### THE TASK
Retype the complete listing exactly as it appears.

Stored entries:
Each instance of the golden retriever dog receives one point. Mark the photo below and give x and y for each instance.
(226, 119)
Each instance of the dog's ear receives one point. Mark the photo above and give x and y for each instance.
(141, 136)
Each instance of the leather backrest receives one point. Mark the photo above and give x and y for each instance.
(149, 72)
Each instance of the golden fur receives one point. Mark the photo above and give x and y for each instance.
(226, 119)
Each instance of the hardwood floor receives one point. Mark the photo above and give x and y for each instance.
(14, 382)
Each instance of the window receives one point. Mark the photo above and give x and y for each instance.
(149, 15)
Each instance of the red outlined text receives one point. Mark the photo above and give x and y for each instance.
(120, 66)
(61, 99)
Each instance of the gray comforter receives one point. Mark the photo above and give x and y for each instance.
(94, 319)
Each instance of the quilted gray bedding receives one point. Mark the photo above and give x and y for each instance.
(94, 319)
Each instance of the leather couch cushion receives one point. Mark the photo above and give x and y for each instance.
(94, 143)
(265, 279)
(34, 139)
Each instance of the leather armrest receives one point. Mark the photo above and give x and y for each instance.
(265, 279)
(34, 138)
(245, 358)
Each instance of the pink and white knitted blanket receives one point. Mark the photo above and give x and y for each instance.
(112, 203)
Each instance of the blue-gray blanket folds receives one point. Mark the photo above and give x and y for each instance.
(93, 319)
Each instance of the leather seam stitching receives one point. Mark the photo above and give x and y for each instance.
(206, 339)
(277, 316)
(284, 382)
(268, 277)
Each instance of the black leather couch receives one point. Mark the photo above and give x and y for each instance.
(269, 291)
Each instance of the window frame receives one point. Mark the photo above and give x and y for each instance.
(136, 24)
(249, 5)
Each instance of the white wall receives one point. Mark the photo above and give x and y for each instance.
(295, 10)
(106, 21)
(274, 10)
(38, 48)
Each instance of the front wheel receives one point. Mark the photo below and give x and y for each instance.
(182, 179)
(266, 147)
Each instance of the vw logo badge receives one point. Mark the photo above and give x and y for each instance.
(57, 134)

### EXPECTED ANSWER
Each instance of the golden retriever dog receives one point. Mark the photo below and give x and y for each instance.
(226, 119)
Each instance of the dog's ear receives one point. Mark the photo above and give x and y for each instance.
(141, 136)
Each instance of the leather backrest receives one point. Mark the photo above and give x and y for each instance.
(149, 72)
Each instance of the golden fur receives one point. Mark the photo above and give x and y for each instance.
(226, 119)
Each instance of the hardwood floor receives one point. Mark the photo above and give x and y for each instance.
(14, 382)
Each instance of the window receives one point. Mark the photo above and give x and y for each instance.
(149, 15)
Each instance of the red outlined text receives one point. Mark the photo above and give x and y for each instance.
(120, 66)
(61, 99)
Each instance of the gray comforter receives one point. Mark the photo above and give x and y for each instance.
(94, 319)
Each instance of the quilted gray bedding receives one point. Mark the photo above and give x and y for each instance.
(94, 319)
Each instance of the leather couch cushion receives one point. Mark the photo above and give x and y for each instance.
(94, 143)
(265, 279)
(34, 139)
Each instance of the leather armrest receives one point. Mark the photo above and give x and y for each instance.
(265, 279)
(34, 138)
(245, 358)
Each instance of the pink and white knitted blanket receives one point. Mark the photo above and give x and y for each instance.
(112, 203)
Each instance of the blue-gray blanket folds receives one point. Mark the photo above and give x and y for each instance.
(93, 319)
Each instance of the leather seam stitching receives one point. Mark the photo above and give x and y for each instance.
(206, 339)
(277, 316)
(284, 382)
(268, 277)
Each instance of the black leather couch receives one point. Mark the photo above and give x and y for each instance.
(269, 291)
Each instance of the window frame receives one point. Mark the photo above and give x and y for each instance.
(136, 24)
(249, 5)
Each instance of the white wall receives one point. Mark the photo above and give x and y for each instance.
(295, 10)
(106, 21)
(274, 10)
(38, 48)
Each instance of the front wheel receives one point. Mark the photo below and give x and y for each instance.
(182, 179)
(266, 147)
Each instance of the vw logo badge receives one point. Mark the photo above and give x and y for each instance.
(57, 134)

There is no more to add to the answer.